| Your instructions |
Make an exact copy of the records below, excluding images.

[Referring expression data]
┌────────
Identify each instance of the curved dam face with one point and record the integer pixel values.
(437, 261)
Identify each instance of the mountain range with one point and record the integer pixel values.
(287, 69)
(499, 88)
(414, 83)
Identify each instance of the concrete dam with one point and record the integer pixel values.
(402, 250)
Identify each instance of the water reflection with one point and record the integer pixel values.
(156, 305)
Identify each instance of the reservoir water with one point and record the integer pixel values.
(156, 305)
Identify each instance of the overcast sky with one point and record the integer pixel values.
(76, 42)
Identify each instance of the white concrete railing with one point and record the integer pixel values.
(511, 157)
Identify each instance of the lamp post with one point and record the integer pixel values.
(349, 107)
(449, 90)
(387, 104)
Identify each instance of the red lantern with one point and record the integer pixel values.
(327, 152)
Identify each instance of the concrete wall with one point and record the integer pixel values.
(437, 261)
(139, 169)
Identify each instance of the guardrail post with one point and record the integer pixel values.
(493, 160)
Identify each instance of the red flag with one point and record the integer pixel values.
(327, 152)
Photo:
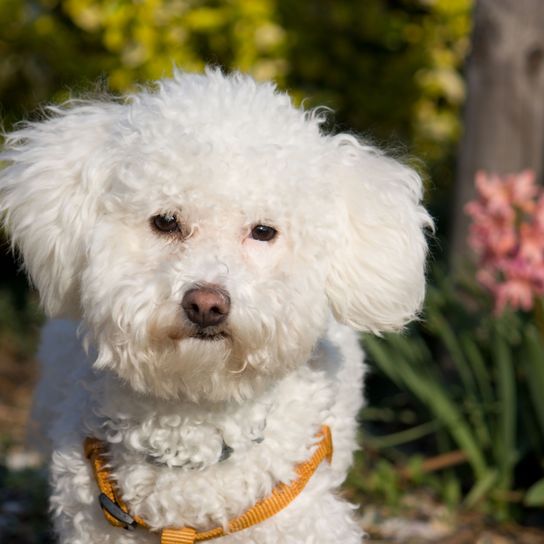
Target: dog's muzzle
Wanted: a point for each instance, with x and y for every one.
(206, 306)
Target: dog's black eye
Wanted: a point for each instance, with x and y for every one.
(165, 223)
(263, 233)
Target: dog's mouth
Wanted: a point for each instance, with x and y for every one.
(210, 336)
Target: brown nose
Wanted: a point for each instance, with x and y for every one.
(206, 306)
└────────
| Reply to the exercise |
Identify each instance of the curved dam face with one point and record the integer pixel values.
(437, 261)
Identify each instance of the mountain range with one point and record the integer pixel values.
(287, 69)
(499, 88)
(414, 83)
Identify each instance of the concrete dam with one point and record the integer pixel values.
(402, 250)
Identify each instance of the water reflection with one point and record the integer pixel values.
(156, 305)
Identify each instance of the reservoir water with one point and record the integer pixel values.
(156, 305)
Identify each instance of the overcast sky with one point and record the integer pixel values.
(76, 42)
Identify each instance of the white concrete railing with one point and record the integer pixel values.
(511, 157)
Identify each instance of the lamp post with one point and record the integer pixel values.
(349, 107)
(449, 90)
(387, 104)
Identify each instance of the red lantern with one point and record the integer pixel values.
(327, 152)
Identify each instance of the concrete wall with one point and record the integer pixel values.
(437, 261)
(139, 169)
Identify each instance of the guardrail post with one point and record the integer pixel values.
(493, 160)
Identify each instance of the red flag with one point and record the integer pixel values.
(327, 152)
Photo:
Target: dog's muzzle
Wanted: a point for each instance, with x and y for every one.
(206, 306)
Target: dog's black eye
Wanted: a point for each instance, with x and y for every one.
(165, 223)
(263, 233)
Target: dog's mouth
Wanted: a point for each instance, with x and y for every one.
(210, 336)
Target: brown nose
Wanted: a point for each instance, with x and y for every one.
(206, 306)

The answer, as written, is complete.